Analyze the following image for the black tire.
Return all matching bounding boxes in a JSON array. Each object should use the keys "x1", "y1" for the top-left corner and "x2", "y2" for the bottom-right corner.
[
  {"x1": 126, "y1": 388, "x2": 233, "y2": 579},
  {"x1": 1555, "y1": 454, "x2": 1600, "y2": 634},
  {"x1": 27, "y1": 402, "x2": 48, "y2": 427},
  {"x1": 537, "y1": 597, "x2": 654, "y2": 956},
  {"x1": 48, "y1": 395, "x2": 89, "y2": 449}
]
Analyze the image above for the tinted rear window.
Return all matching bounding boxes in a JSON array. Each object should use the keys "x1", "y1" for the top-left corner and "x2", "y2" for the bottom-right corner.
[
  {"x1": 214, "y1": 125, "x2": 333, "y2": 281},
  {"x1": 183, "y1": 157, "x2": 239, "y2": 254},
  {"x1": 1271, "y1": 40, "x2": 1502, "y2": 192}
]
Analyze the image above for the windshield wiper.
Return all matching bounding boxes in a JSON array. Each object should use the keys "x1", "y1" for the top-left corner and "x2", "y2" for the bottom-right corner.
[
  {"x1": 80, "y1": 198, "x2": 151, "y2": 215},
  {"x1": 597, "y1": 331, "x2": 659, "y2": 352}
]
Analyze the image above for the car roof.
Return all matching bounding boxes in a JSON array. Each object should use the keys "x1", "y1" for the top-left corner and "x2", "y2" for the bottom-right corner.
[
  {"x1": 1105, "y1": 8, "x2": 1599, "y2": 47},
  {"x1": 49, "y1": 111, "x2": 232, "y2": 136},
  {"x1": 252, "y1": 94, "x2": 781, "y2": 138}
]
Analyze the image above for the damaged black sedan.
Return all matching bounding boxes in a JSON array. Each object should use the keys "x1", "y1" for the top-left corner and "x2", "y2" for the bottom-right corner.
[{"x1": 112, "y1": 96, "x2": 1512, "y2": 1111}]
***
Would you write out all the records exactly as they read?

Analyze the following image for the black tire.
Return all matching bounding boxes in a JSON array. Each object should use the keys "x1", "y1" for the top-left corner and "x2", "y2" for the bottom-right corner.
[
  {"x1": 126, "y1": 388, "x2": 233, "y2": 579},
  {"x1": 1555, "y1": 454, "x2": 1600, "y2": 634},
  {"x1": 27, "y1": 402, "x2": 48, "y2": 427},
  {"x1": 537, "y1": 597, "x2": 654, "y2": 956},
  {"x1": 48, "y1": 395, "x2": 89, "y2": 449}
]
Analyze the image above for the tinted rear window.
Return all matching bounding boxes in a JSON array. Each object should use the keys "x1", "y1" for the top-left corner and "x2", "y2" for the bottom-right corner.
[
  {"x1": 214, "y1": 125, "x2": 333, "y2": 281},
  {"x1": 183, "y1": 157, "x2": 239, "y2": 254},
  {"x1": 1271, "y1": 40, "x2": 1502, "y2": 192}
]
Analyze the image above for the windshield wiper.
Return all matching bounding boxes in a JSON array. Each object should use the keys "x1", "y1" for the top-left corner and "x2", "y2" for the bottom-right corner.
[
  {"x1": 80, "y1": 198, "x2": 151, "y2": 215},
  {"x1": 597, "y1": 331, "x2": 659, "y2": 352}
]
Analyze the image above for the car roof.
Return all matching bounding boxes in a JSON array. Each object should use the keys "x1", "y1" for the top-left corner and "x2", "y2" for the bottom-right corner.
[
  {"x1": 1105, "y1": 8, "x2": 1599, "y2": 47},
  {"x1": 49, "y1": 111, "x2": 232, "y2": 136},
  {"x1": 252, "y1": 94, "x2": 781, "y2": 138}
]
Analyze the image above for the damaged black sedan.
Return all matching bounding boxes in a JSON array. Each object should use the keys "x1", "y1" for the top-left corner and "x2", "y2" for the bottom-right corner.
[{"x1": 112, "y1": 96, "x2": 1512, "y2": 1111}]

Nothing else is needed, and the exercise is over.